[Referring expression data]
━━━━━━━━━━
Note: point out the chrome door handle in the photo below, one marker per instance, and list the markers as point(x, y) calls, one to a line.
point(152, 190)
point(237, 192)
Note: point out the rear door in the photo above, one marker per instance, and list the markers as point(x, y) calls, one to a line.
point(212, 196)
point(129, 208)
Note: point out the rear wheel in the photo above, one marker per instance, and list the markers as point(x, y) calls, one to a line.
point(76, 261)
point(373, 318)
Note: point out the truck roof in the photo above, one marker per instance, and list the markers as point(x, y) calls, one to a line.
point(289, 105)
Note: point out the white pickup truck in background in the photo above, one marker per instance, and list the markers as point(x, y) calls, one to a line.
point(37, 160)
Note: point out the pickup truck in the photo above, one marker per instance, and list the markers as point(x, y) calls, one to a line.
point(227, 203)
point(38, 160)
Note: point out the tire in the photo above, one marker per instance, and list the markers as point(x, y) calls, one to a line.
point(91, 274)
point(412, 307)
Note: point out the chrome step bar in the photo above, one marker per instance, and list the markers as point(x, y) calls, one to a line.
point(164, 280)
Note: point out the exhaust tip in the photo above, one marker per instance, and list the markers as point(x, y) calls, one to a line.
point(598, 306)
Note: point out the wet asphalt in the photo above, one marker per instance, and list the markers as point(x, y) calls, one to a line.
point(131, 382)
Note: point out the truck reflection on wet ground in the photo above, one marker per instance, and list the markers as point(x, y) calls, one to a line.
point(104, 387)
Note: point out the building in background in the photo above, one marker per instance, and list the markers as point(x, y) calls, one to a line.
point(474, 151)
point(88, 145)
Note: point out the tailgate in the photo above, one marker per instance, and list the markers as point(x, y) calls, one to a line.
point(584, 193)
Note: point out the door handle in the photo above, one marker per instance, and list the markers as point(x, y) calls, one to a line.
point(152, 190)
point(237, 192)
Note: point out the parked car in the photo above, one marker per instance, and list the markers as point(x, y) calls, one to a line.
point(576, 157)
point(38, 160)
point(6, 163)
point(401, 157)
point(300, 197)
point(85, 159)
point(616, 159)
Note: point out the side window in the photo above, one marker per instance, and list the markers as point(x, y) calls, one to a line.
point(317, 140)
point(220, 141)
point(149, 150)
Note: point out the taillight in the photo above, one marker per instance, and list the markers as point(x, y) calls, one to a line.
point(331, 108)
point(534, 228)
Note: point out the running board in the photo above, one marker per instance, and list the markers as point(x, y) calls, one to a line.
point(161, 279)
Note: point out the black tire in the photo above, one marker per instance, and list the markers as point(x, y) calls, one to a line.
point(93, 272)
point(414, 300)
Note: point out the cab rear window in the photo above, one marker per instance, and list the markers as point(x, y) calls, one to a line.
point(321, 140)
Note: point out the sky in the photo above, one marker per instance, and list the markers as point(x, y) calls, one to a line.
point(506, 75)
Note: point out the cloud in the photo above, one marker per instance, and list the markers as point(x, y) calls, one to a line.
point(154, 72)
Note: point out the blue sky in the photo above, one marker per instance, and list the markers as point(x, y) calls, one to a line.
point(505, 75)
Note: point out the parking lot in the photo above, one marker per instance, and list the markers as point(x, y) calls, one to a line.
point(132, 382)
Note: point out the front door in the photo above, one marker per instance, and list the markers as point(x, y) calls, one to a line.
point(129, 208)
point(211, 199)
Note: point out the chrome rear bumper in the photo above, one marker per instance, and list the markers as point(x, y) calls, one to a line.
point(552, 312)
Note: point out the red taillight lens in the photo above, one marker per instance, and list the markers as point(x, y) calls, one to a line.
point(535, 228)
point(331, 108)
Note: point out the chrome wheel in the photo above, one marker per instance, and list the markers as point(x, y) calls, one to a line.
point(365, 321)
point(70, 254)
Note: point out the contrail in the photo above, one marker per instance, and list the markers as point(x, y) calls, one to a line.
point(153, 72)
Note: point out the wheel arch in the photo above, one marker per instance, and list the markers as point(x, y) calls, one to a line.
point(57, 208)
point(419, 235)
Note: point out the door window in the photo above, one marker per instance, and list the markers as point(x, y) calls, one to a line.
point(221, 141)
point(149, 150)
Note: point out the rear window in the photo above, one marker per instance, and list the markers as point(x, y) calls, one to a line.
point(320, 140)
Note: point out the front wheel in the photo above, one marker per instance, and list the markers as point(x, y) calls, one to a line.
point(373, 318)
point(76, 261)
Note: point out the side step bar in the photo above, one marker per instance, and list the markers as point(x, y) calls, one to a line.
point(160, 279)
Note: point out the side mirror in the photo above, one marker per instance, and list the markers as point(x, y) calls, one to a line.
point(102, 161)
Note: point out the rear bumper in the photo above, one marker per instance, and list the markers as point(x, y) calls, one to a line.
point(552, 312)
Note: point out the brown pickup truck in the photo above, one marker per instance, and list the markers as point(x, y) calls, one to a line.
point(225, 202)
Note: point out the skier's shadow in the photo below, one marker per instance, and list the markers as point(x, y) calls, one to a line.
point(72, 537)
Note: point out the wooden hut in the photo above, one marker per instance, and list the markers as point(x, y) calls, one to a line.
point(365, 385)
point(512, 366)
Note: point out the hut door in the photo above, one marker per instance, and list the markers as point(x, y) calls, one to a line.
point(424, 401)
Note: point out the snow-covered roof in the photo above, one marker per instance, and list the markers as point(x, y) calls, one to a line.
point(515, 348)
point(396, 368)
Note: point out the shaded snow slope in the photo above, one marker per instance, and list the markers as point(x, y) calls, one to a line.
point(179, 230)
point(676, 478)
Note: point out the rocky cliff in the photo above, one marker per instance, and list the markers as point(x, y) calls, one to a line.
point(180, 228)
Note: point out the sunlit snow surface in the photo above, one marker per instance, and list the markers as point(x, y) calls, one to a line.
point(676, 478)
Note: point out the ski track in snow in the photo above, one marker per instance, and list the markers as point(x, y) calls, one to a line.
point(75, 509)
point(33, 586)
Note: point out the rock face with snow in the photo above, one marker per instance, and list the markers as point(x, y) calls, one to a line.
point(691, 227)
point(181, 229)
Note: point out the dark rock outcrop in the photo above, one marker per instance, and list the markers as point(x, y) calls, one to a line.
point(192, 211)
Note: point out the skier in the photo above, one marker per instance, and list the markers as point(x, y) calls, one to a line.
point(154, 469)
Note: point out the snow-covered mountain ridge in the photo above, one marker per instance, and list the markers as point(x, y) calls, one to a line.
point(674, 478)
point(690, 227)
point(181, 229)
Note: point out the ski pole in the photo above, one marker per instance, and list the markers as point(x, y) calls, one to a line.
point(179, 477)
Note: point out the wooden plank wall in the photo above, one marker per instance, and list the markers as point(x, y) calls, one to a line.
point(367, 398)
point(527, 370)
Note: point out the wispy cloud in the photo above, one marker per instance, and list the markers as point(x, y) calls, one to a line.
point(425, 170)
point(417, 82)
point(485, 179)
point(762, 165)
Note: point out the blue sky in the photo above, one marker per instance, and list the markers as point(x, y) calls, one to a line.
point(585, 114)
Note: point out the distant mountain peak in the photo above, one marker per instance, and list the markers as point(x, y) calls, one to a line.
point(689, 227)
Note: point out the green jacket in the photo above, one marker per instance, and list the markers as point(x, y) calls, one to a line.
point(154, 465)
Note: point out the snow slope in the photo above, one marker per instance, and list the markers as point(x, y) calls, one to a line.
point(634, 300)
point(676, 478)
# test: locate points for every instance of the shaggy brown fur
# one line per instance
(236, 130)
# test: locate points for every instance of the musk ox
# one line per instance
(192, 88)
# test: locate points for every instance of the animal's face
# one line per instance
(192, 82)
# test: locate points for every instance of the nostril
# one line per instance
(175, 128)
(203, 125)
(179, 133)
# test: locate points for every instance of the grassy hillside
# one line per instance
━━━━━━━━━━
## WHAT THE TASK REQUIRES
Your reply should repeat the entries above in full, with every character intact.

## WRITTEN SOLUTION
Note: point out the chrome door handle in the photo below, one marker per instance, and list the markers as point(x, y) calls, one to a line.
point(152, 190)
point(237, 192)
Note: point out the rear door in the photo above, one marker per instance, and list the markers as point(x, y) calls, one to a line.
point(212, 196)
point(129, 208)
Note: point out the rear wheel in the photo above, one marker per instance, and list the markers as point(x, y) calls, one to a line.
point(76, 261)
point(373, 318)
Note: point out the truck roof in the photo above, one marker per instance, and list the markers as point(x, y) calls, one to a line.
point(289, 105)
Note: point out the white pickup truck in background in the photo above, one marker per instance, and list the markers as point(x, y) calls, one to a line.
point(37, 160)
Note: point out the pickup truck in the photo above, one marker per instance, and list the markers as point(x, y) calls, one to a line.
point(227, 203)
point(38, 160)
Note: point out the tire in the photo above, one marker per instance, and list the markers as point(x, y) calls, one to a line.
point(91, 274)
point(412, 307)
Note: point out the chrome step bar in the photo above, one marker per instance, and list the markers as point(x, y) calls, one to a line.
point(164, 280)
Note: point out the exhaust tip in the photo above, one marker per instance, and list the markers as point(x, y) calls, one to a line.
point(598, 306)
Note: point out the wet asphalt in the photo above, one marker per instance, and list the markers as point(x, y) calls, one to a line.
point(131, 382)
Note: point out the truck reflection on wet ground in the photo above, one marker per instance, and list the markers as point(x, y) calls, one to a line.
point(104, 387)
Note: point out the building in background in the photo above, one marker per instance, and list the markers as point(x, y) calls, one to a line.
point(474, 151)
point(88, 145)
Note: point out the tailgate in the photo above, one marker per instance, and list the markers as point(x, y) calls, one to a line.
point(584, 193)
Note: point out the door handle in the photo above, one marker per instance, and list the markers as point(x, y) calls, one to a line.
point(152, 190)
point(237, 192)
Note: point out the parked car in the photo above, one marker per instance, and list the markers as point(x, y) calls, one to a line.
point(576, 157)
point(38, 160)
point(6, 163)
point(401, 157)
point(300, 197)
point(85, 159)
point(616, 159)
Note: point out the side window in the photo above, one marker per instance, and list the markers as point(x, y) calls, one to a line.
point(317, 140)
point(220, 141)
point(149, 150)
Note: point out the taillight in the photo above, one marker per instance, and list the markers as point(x, y) calls, one to a line.
point(331, 108)
point(534, 228)
Note: point out the running board in the photo above, one marker per instance, and list the markers as point(x, y) calls, one to a line.
point(161, 279)
Note: point out the black tire in the photo above, one marker per instance, and list the markers as point(x, y) calls, one to a line.
point(93, 272)
point(414, 300)
Note: point out the cab rear window in the photo above, one marker per instance, and list the markers as point(x, y) calls, one to a line.
point(321, 140)
Note: point out the sky in the photo above, one marker per instance, and list the markers as point(x, y) calls, one to a line.
point(506, 75)
Note: point out the cloud in the photo above, one marker per instance, and list the markers as point(x, y) calls, one to a line.
point(154, 72)
Note: point out the blue sky in the photo above, one marker per instance, and list the markers as point(x, y) calls, one to a line.
point(505, 75)
Note: point out the parking lot in the photo above, one marker per instance, and list the markers as point(x, y) calls, one to a line.
point(132, 382)
Note: point out the front door in the photo above, one marker per instance, and list the markers as point(x, y) calls, one to a line.
point(129, 208)
point(211, 199)
Note: point out the chrome rear bumper in the photo above, one marker per instance, and list the markers as point(x, y) calls, one to a line.
point(552, 312)
Note: point out the red taillight lens in the photo above, one marker per instance, and list the markers as point(x, y) calls, one to a line.
point(535, 228)
point(331, 108)
Note: point out the chrome wheel in the photo above, one marker per instance, and list the markers as point(x, y) calls, one to a line.
point(365, 321)
point(70, 254)
Note: point out the contrail in the photo above, one marker per instance, and list the markers as point(x, y) calls, one to a line.
point(153, 72)
Note: point out the wheel arch in the photo above, one marker per instance, and list the markers as point(x, y) calls, one to a line.
point(57, 208)
point(419, 235)
Note: point out the door window in the photo above, one marker per instance, and list the markers as point(x, y) calls, one to a line.
point(221, 141)
point(149, 150)
Note: point out the rear window in the photo above, one marker per instance, and list the markers as point(x, y) calls, one to a line.
point(320, 140)
Note: point out the front wheel in the photo above, one marker per instance, and list the markers as point(x, y) calls, one to a line.
point(373, 318)
point(76, 261)
Note: point out the side step bar in the photo above, one marker per instance, and list the markers as point(x, y) calls, one to a line.
point(160, 279)
Note: point out the side mirror in the photo above, one marker per instance, and list the markers as point(x, y) calls, one to a line.
point(102, 161)
Note: point out the rear bumper in the photo above, one marker per instance, and list the markers as point(x, y) calls, one to a line.
point(552, 312)
Note: point out the brown pickup truck in the photo above, one marker per instance, and list the markers as point(x, y) calls, one to a line.
point(225, 202)
Note: point out the skier's shadow in the photo below, one marker per instance, and list the markers as point(x, y) calls, one to a line.
point(72, 537)
Note: point out the wooden hut in the photo above, one marker per instance, and list the markers as point(x, y) calls, one to a line.
point(365, 385)
point(512, 366)
Note: point out the hut door in the photo above, one marker per instance, and list the markers as point(x, y) calls, one to a line.
point(424, 401)
Note: point out the snow-covered roof in the photo above, one marker per instance, and list the markers as point(x, y) calls, one to a line.
point(515, 348)
point(396, 368)
Note: point out the shaded snow slope in the photo above, one marker per instance, and list the markers as point(x, y) calls, one to a line.
point(179, 230)
point(676, 478)
Note: point out the rocky cliff in the photo above, one marker per instance, and list the markers as point(x, y) calls, one to a line.
point(180, 228)
Note: point out the sunlit snow surface in the photo above, one marker per instance, and list the markers as point(x, y) calls, one to a line.
point(676, 478)
Note: point out the ski track in snow in the photo above, one marker per instance, and list the markers as point(x, y) calls, one to a line.
point(75, 509)
point(33, 586)
Note: point out the rock face with snow in the photo above, one marker per instance, and list the markers as point(x, y) calls, one to a line.
point(691, 227)
point(181, 229)
Note: point out the dark rock outcrop in the photo above, one marker per instance, and list the markers as point(x, y) calls, one to a line.
point(192, 211)
Note: point out the skier in the photo above, one marker per instance, and list the markers as point(x, y) calls, one to a line.
point(154, 469)
Note: point out the snow-covered mountain ridge in the photo above, one marker per instance, and list the markers as point(x, y) calls, one to a line.
point(674, 478)
point(690, 227)
point(181, 229)
Note: point out the ski pole in the photo above, one marker per instance, and list the markers as point(x, y) calls, one to a line.
point(179, 477)
Note: point out the wooden plank wall in the photo above, one marker per instance, and list the markers as point(x, y) calls, one to a line.
point(367, 398)
point(527, 370)
Note: point out the wispy cloud in the photo above, one marker per instance, and list the markers as point(x, y) calls, one to a line.
point(425, 170)
point(417, 82)
point(485, 179)
point(762, 165)
Note: point out the blue sky in the photo above, one marker per instance, and list the markers as point(x, y) calls, one to a line.
point(585, 114)
Note: point out the distant mountain peak in the photo above, one marker per instance, and list the markers as point(x, y) calls, one to a line.
point(689, 227)
Note: point out the green jacket in the photo above, one marker per instance, and list the markers as point(x, y) calls, one to a line.
point(154, 465)
Note: point out the snow slope in the photo above, one marker per instance, and list the markers as point(x, y) calls, one to a line.
point(634, 300)
point(676, 478)
# test: locate points for every instance of the shaggy brown fur
# one line per instance
(236, 130)
# test: locate points for every instance of the musk ox
# one line per instance
(192, 88)
# test: locate points for every instance of the animal's face
# one line per instance
(192, 82)
# test: locate points for every instance of the nostril
# one line per instance
(175, 128)
(203, 125)
(179, 133)
# test: locate points for every instance of the grassy hillside
# one line per instance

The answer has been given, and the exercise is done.